## Excerpted passage:
::::::::

BGET [0][0] is a simple heap allocator used in OP-TEE [0][0][0]. It is simpler than glibc’s allocator, but some interesting quirks, which might make exploitation interesting. Today, we will look into the inner workings of BGET.

This content already is almost a year old, and refers to OP-TEE 3.6.0 – right now, they are at 3.10.0, and so some things might have changed.

Applicability of Exploits

BGET

Reallocation and Use-After-Free of Dangling Pointers

As described in last post, the BGET heap initially behaves like a stack. In scenarios where a buffer on the heap are allocated and immediately freed afterwards, leaving a dangling pointer, its memory will be reallocated next. After the next allocation, the upper bytes and padding of the previously freed and the newly allocated buffer will overlap. This also applies if multiple buffers are allocated, if all of them are freed afterwards. The order of deallocation does not have an influence on the reallocation, yet it may cause more or less data to be overwritten during enqueuing of the released blocks in the freelist.

Depending on the usage of the dangling pointer, this reallocation may be used to extract or modify data stored later in the same location. Alternatively, write accesses following dangling pointers will allow modification of freelist links, to either exploit the unlinking process or add non-heap memory to the freelist, which is discussed later.

If buffers were allocated later than the buffer used after free, but are not yet freed, reallocation will only occur if the heap becomes sufficiently filled, without causing the TA to crash due to unhandled out of memory errors. In this case, the queue-like behaviour may reallocate the buffer, when all buffers freed earlier have either been completely reallocated or merged into free buffers freed later, or are too small for the requested allocation.

Double-free

If the protection measures on a GLIBC heap did not identify a double free, one possibility was the double creation of freelist cycles, which could cause GLIBC to return the same buffer upon multiple calls to malloc multiple times [0][0]

Reinsertion into the Freelist

With BGET, reinsertion of the same buffer into the freelist cannot result in simple double allocation: The double freeing of a buffer may lead to an infinite circular chain of links within the freelist, but also sets the block to declare a negative size, preventing allocation. This requires to find other mechanisms to exploit a doubly-freed buffer.

Also, these cyclic list links are not final, and may be resolved to a normal list by unlinking of the first free block following an element of that cycle, which will cause it to update the preceding block’s forward link. This cannot happen by reallocation, but may occur when the block is unlinked due to the block before being freed and merged.

::::::::

Rows from a pointing dataset
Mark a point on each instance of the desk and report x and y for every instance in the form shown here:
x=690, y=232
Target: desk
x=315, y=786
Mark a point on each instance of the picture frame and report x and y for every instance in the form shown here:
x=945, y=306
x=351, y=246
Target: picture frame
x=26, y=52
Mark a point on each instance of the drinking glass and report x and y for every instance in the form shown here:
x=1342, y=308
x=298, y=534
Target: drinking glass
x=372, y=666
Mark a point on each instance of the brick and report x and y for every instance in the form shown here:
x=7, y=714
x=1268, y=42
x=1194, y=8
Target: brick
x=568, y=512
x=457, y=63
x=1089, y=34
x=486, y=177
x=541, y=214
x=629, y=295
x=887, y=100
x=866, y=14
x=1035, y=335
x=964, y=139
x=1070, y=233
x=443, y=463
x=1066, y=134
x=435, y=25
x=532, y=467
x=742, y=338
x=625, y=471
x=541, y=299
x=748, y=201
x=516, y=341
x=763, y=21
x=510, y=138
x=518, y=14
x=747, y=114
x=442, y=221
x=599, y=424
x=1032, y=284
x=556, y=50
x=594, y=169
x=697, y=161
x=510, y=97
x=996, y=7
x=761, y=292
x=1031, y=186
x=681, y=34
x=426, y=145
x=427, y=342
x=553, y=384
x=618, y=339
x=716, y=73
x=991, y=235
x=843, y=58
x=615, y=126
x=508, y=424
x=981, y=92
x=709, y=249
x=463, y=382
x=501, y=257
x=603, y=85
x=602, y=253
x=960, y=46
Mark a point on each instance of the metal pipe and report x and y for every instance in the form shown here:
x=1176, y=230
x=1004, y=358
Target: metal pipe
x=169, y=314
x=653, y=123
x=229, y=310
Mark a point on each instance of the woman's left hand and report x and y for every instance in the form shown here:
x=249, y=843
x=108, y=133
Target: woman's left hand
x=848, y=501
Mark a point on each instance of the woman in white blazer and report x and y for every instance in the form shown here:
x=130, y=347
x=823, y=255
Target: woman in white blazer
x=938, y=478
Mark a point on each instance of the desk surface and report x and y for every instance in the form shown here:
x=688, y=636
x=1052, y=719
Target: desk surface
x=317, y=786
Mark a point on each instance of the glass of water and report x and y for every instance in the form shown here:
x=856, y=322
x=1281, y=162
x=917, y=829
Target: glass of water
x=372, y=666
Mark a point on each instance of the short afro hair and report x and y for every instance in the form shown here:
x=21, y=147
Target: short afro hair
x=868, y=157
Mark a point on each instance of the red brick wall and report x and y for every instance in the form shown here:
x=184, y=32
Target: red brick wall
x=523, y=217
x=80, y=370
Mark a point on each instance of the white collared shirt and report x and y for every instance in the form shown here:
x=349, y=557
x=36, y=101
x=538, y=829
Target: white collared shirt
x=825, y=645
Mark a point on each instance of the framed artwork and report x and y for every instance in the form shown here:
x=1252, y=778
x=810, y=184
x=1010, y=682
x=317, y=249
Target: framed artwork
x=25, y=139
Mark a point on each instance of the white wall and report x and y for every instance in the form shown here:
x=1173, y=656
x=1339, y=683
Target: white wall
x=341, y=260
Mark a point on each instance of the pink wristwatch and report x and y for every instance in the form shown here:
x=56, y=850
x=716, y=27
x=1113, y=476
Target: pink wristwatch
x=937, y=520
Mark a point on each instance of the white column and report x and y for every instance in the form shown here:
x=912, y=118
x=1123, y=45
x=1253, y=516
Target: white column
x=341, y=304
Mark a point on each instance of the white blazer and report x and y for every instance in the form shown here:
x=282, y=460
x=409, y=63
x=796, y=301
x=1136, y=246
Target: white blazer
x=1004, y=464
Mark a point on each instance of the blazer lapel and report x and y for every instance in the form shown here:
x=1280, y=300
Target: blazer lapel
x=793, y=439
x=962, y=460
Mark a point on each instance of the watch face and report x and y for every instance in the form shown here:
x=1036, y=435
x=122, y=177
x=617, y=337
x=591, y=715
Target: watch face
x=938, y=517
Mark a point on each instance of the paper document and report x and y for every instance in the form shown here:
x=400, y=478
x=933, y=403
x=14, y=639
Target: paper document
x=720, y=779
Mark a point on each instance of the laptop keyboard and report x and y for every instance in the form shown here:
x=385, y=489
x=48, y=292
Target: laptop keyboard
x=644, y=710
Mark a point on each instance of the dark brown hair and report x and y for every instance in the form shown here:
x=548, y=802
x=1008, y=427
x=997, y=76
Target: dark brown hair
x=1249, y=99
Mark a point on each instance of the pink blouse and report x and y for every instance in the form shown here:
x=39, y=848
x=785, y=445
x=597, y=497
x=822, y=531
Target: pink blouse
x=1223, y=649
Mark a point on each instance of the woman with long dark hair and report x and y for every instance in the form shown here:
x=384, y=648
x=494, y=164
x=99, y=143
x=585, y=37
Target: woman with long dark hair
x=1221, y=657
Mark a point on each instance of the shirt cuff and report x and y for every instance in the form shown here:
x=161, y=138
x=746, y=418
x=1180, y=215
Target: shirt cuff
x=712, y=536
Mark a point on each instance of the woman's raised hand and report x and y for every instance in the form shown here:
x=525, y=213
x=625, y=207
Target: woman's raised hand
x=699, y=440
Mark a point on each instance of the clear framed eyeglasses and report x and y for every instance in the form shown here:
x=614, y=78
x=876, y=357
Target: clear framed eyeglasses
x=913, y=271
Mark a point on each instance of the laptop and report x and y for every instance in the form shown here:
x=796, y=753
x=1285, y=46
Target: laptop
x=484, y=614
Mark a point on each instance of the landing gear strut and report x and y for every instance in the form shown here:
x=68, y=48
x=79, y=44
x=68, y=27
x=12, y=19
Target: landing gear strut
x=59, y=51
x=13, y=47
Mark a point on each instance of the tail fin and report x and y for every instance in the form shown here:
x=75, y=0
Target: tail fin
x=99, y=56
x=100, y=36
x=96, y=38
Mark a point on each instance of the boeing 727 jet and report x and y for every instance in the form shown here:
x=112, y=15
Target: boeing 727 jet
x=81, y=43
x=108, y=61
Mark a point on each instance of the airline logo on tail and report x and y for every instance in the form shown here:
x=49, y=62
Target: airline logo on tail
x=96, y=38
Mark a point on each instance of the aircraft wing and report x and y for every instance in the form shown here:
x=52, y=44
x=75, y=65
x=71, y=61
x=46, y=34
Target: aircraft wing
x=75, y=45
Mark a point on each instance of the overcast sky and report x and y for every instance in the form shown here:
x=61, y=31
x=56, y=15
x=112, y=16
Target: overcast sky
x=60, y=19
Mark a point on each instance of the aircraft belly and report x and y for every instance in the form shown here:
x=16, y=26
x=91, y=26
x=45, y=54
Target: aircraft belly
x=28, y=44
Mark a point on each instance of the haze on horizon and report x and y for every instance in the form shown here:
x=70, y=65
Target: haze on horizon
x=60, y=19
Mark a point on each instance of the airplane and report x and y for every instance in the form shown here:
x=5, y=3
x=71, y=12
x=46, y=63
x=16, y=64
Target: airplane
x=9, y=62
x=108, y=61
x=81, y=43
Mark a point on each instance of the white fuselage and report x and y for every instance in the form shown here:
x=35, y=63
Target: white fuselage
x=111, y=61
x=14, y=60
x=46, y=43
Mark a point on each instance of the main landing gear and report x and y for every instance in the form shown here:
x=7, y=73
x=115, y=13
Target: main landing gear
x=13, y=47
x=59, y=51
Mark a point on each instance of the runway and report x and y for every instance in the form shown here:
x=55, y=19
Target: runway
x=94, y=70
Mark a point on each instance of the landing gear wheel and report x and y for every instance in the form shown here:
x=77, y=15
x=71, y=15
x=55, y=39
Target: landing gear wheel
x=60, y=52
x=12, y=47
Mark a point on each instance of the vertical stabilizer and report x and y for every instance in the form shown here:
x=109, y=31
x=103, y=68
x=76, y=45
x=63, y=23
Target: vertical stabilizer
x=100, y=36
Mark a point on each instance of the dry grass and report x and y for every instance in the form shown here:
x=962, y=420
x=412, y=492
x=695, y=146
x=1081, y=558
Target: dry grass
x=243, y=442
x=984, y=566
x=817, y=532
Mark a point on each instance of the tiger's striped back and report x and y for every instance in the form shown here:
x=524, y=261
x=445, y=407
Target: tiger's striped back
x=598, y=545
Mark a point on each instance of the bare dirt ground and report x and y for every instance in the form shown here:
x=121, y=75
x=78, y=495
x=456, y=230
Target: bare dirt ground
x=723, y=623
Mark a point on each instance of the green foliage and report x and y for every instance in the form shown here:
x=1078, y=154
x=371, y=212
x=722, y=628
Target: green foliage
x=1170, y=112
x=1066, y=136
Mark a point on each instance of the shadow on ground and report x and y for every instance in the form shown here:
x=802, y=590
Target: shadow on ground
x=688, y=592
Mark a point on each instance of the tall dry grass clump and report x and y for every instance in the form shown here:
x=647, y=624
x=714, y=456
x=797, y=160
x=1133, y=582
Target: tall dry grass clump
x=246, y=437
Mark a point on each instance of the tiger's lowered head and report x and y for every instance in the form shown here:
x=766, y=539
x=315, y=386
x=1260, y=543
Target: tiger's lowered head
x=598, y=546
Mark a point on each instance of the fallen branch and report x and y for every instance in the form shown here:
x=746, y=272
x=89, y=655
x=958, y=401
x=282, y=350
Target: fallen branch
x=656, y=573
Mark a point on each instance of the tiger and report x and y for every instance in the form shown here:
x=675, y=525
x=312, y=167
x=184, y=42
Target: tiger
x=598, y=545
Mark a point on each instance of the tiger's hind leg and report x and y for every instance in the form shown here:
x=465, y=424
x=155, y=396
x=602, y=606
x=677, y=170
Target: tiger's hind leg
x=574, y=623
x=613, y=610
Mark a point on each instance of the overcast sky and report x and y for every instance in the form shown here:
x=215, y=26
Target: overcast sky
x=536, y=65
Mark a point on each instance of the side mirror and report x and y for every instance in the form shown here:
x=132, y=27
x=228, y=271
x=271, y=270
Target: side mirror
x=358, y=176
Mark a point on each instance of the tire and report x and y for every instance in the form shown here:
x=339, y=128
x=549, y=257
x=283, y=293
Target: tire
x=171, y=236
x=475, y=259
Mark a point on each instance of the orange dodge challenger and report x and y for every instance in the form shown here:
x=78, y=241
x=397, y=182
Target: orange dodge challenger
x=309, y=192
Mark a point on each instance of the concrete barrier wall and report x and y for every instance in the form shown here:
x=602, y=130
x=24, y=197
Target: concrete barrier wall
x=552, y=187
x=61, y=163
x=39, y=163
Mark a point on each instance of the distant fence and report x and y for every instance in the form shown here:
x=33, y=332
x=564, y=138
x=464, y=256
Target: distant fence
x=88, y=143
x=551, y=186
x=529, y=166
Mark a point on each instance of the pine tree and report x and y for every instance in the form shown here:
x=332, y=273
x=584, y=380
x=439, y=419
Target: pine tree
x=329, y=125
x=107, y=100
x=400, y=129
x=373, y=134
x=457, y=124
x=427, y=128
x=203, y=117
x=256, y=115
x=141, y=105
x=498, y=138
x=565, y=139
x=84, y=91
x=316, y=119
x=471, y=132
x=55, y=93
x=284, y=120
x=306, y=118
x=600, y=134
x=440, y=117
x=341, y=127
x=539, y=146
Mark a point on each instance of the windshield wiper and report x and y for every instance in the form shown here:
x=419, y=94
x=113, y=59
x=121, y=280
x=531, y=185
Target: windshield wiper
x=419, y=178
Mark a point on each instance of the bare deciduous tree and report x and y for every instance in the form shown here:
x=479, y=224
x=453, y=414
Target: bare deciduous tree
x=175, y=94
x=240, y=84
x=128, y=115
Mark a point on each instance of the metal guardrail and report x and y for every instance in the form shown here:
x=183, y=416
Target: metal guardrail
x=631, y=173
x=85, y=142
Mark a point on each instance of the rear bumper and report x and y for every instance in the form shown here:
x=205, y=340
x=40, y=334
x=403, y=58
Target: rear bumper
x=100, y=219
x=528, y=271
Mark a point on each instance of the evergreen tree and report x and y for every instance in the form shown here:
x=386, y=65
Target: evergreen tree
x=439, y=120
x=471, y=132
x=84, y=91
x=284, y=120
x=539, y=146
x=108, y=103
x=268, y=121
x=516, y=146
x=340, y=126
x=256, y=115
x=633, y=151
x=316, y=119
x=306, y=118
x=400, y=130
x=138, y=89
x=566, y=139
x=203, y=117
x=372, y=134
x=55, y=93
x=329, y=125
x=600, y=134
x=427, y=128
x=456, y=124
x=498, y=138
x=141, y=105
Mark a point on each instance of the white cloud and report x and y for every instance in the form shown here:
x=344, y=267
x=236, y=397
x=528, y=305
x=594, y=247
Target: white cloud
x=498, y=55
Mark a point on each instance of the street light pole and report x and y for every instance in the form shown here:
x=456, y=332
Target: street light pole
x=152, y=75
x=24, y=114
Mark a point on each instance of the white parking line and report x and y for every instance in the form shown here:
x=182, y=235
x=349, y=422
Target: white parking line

::::::::

## Aim of the exercise:
Copy the BGET heap text starting at "With BGET, reinsertion" and stopping after "a doubly-freed buffer.", replacing "freelist" with "free list" each time it appears. Work only from the BGET heap text, not the items.

## Output for this exercise:
With BGET, reinsertion of the same buffer into the free list cannot result in simple double allocation: The double freeing of a buffer may lead to an infinite circular chain of links within the free list, but also sets the block to declare a negative size, preventing allocation. This requires to find other mechanisms to exploit a doubly-freed buffer.